Items from a data source:
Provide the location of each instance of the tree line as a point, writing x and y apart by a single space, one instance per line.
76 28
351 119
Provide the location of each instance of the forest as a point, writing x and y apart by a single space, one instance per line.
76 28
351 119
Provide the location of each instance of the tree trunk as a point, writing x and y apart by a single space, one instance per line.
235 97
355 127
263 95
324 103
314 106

Your objective: Every record, restated word for word, should make up your reply.

Solution to the exercise:
Provide the location of each instance of the tree line as a point, writing x and y apart by a single space, one instance per line.
76 28
351 119
Provide the location of each instance of the forest as a point, writing x and y apart by a single space, one instance per line.
76 28
351 119
Provide the location of each instance of the tree trunk as a point, writing x and y apart by a single space, one instance per line.
235 97
355 127
263 95
324 103
314 106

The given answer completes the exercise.